-- PROVIDED INFORMATION start --

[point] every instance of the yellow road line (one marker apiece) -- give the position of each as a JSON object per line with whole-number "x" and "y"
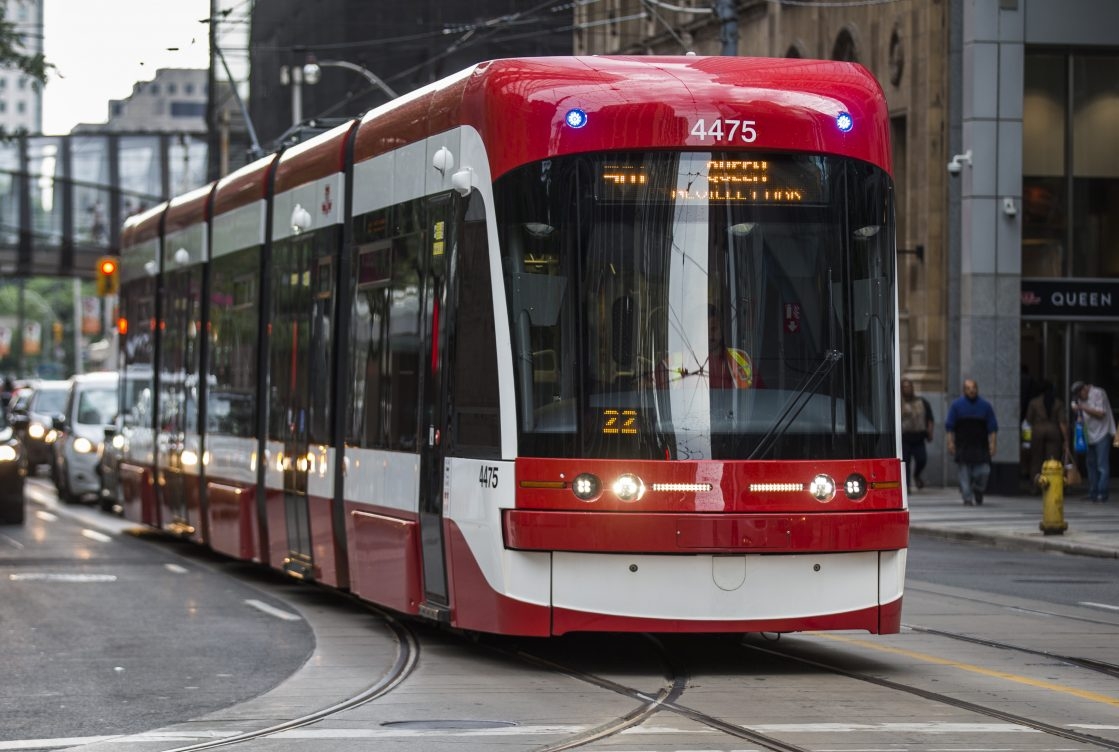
{"x": 1092, "y": 696}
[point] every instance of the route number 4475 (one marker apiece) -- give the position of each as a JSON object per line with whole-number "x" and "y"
{"x": 722, "y": 129}
{"x": 487, "y": 477}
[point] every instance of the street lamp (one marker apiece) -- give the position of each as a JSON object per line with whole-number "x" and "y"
{"x": 311, "y": 72}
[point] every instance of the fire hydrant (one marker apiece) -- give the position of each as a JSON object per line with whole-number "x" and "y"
{"x": 1052, "y": 483}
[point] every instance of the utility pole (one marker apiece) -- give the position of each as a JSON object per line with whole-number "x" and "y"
{"x": 729, "y": 16}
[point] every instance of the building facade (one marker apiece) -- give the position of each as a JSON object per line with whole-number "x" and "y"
{"x": 174, "y": 102}
{"x": 404, "y": 48}
{"x": 20, "y": 96}
{"x": 1005, "y": 166}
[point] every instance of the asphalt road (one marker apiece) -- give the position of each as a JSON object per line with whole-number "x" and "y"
{"x": 110, "y": 632}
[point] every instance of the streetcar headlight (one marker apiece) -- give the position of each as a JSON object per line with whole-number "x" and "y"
{"x": 823, "y": 488}
{"x": 855, "y": 487}
{"x": 629, "y": 488}
{"x": 586, "y": 487}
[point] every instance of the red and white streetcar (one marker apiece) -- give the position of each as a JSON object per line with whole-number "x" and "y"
{"x": 552, "y": 345}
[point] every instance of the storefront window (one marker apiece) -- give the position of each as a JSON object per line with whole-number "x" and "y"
{"x": 1070, "y": 177}
{"x": 1044, "y": 196}
{"x": 1096, "y": 167}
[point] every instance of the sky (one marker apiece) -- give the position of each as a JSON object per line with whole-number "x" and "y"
{"x": 101, "y": 48}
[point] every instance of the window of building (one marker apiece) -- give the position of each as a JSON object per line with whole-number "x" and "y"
{"x": 1070, "y": 176}
{"x": 188, "y": 109}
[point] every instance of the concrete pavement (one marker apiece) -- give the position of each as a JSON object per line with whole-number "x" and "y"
{"x": 1014, "y": 522}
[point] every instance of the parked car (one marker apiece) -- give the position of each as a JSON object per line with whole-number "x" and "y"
{"x": 110, "y": 496}
{"x": 91, "y": 406}
{"x": 33, "y": 419}
{"x": 12, "y": 472}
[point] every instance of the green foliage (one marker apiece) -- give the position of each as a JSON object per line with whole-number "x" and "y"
{"x": 13, "y": 56}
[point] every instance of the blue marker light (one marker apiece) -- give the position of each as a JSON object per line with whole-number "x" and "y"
{"x": 575, "y": 118}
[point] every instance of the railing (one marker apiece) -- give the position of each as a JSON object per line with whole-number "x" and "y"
{"x": 63, "y": 199}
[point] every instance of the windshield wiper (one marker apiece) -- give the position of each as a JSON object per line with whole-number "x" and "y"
{"x": 798, "y": 401}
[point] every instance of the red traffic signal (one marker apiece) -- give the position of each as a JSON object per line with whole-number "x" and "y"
{"x": 107, "y": 276}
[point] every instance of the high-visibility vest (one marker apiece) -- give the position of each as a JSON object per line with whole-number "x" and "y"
{"x": 742, "y": 367}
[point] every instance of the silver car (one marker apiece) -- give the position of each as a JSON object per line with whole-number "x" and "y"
{"x": 91, "y": 406}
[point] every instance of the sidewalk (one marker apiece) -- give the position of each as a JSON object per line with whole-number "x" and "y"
{"x": 1013, "y": 522}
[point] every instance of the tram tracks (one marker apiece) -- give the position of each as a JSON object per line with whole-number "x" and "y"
{"x": 948, "y": 699}
{"x": 1088, "y": 664}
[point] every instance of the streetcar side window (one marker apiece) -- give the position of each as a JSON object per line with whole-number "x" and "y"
{"x": 231, "y": 402}
{"x": 476, "y": 420}
{"x": 386, "y": 329}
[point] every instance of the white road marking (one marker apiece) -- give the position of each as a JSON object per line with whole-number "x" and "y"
{"x": 52, "y": 743}
{"x": 931, "y": 727}
{"x": 59, "y": 576}
{"x": 271, "y": 610}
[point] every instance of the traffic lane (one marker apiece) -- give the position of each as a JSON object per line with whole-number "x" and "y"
{"x": 1052, "y": 576}
{"x": 104, "y": 633}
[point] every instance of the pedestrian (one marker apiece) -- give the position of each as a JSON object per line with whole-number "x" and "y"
{"x": 918, "y": 423}
{"x": 1093, "y": 409}
{"x": 1049, "y": 428}
{"x": 972, "y": 441}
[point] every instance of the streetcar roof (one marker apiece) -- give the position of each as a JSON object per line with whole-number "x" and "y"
{"x": 519, "y": 106}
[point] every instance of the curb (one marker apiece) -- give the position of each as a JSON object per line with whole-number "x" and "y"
{"x": 1016, "y": 542}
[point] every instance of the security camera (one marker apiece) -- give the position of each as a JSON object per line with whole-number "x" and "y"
{"x": 956, "y": 165}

-- PROVIDED INFORMATION end --

* **REQUIREMENTS**: Give an exact copy of the material, leaving out every picture.

* **ANSWER TO THE TASK**:
[point] every instance of the yellow road line (one marker apiece) -- give the position of each as a JSON object per line with whole-number "x" and "y"
{"x": 1092, "y": 696}
[point] every instance of the route number 4475 (one marker apiece) -- give the position of each as a JSON object per line with whole-number "x" and "y"
{"x": 722, "y": 129}
{"x": 487, "y": 477}
[point] every instance of the street lamp (one marker apiece) -- give the position of each as a JSON object per line with whole-number "x" and "y"
{"x": 311, "y": 72}
[point] every instance of the fire hydrant (one marker apiece) -- give the position of each as a JSON object per line with whole-number "x" and "y"
{"x": 1052, "y": 483}
[point] every instance of the utility pole (one marker apiece) -- give the position of each as a JSON object per line with whole-number "x" and "y"
{"x": 729, "y": 16}
[point] every instance of the building facade (one marker apiece) -- give the position of each as a JSON object per line with whole-number "x" and "y"
{"x": 174, "y": 102}
{"x": 404, "y": 48}
{"x": 20, "y": 96}
{"x": 1005, "y": 166}
[point] every instance of the asphalt road (one marker apiece) -- give the position of each as a JSON object per line with whole-number "x" and "y"
{"x": 110, "y": 632}
[point] every instance of the streetcar headlight (one marker apiece) -- give the position of each as a JSON object per line with whole-number "x" and "y"
{"x": 823, "y": 488}
{"x": 855, "y": 487}
{"x": 629, "y": 488}
{"x": 586, "y": 487}
[point] every instance of the red and white streetcar (one marker apiece) -- give the position of each as a JSON object per line with whole-number "x" and "y"
{"x": 552, "y": 345}
[point] every instance of the storefront window (one marker apiece) -- give the position of each as a JSON object per line with whole-number "x" and "y"
{"x": 1070, "y": 177}
{"x": 1044, "y": 196}
{"x": 1096, "y": 167}
[point] every instance of the sky (one marker apiece) -- give the position of each as a JSON object per line with whole-number "x" and "y"
{"x": 101, "y": 48}
[point] every instance of the window of building (one marker apiece) -- give the position of each as a JSON object per line with whole-number "x" and "y"
{"x": 1070, "y": 176}
{"x": 188, "y": 109}
[point] every instance of the concrete pavement (one marker apiece) -- give the position of each as a JSON object per line with whole-number "x" and "y"
{"x": 1014, "y": 522}
[point] every instance of the parked car (one marker apiece) -- give the position of each as a JSON object per line with whole-number "x" and "y"
{"x": 110, "y": 496}
{"x": 91, "y": 406}
{"x": 33, "y": 419}
{"x": 12, "y": 472}
[point] every instance of the green foliage (one marker apiece) -- give the position of each as a JSON object per line with whole-number "x" and "y"
{"x": 13, "y": 56}
[point] every instance of the blue marker light (one marker apiece) -- give the position of each as a JSON object per line with whole-number "x" and "y"
{"x": 575, "y": 118}
[point] every instance of the railing (one marker apiece) -- give the position of each as a JSON object per line with whole-number "x" and "y"
{"x": 63, "y": 199}
[point] every instance of the windshield wiper (one marker apiece) -- give the position of each as a JSON object per line with whole-number "x" and "y"
{"x": 798, "y": 401}
[point] every instance of the red traffic signal (one marker apiece) -- give the position of each as a JSON object per line with whole-number "x" and "y"
{"x": 107, "y": 276}
[point] every instance of the high-visibility vest (one marker apiece) -- give the position of each as a JSON object per line with whole-number "x" and "y"
{"x": 742, "y": 367}
[point] every instance of the silver car (one marker apiece) -- give the position of each as a JSON object per line with whole-number "x" and "y"
{"x": 91, "y": 406}
[point] every instance of the sidewalk (one marker apiece) -- give the position of each as a JSON object per line with whole-number "x" and "y"
{"x": 1013, "y": 522}
[point] every instance of the tram tracks (one marker apiece) -- give the position of each as a JSON object per line with whole-number "x" and "y"
{"x": 948, "y": 699}
{"x": 1088, "y": 664}
[point] every instance of the streetcar side window (one marker apiece) -- give the position of each as a JSON object per line with whole-number "x" and "y"
{"x": 231, "y": 402}
{"x": 476, "y": 420}
{"x": 386, "y": 329}
[point] every instance of the white road marking (one marker apiece) -- give the position of each as a JSON object per line with whole-number "x" and "y"
{"x": 52, "y": 743}
{"x": 931, "y": 727}
{"x": 59, "y": 576}
{"x": 271, "y": 610}
[point] every instance of the traffic lane (one marker apiece) -- give the position of each as a JSON object per line with whole-number "x" and "y"
{"x": 1052, "y": 576}
{"x": 104, "y": 633}
[point] every instance of the pedestrian (one marker apiece) -- give the position of each as a JSON object per line with whole-number "x" and "y"
{"x": 918, "y": 423}
{"x": 1093, "y": 409}
{"x": 1049, "y": 428}
{"x": 972, "y": 441}
[point] every instance of the streetcar roof (one marker apiece) -- give the position of each as a JSON object per line with whole-number "x" and "y"
{"x": 519, "y": 106}
[point] every instance of the curb (one marker apiece) -- give the position of each as a JSON object per line with whole-number "x" and "y"
{"x": 1016, "y": 542}
[point] every instance of the security camera (one marker apiece) -- give the position of each as a JSON object per line with whole-number "x" and "y"
{"x": 956, "y": 165}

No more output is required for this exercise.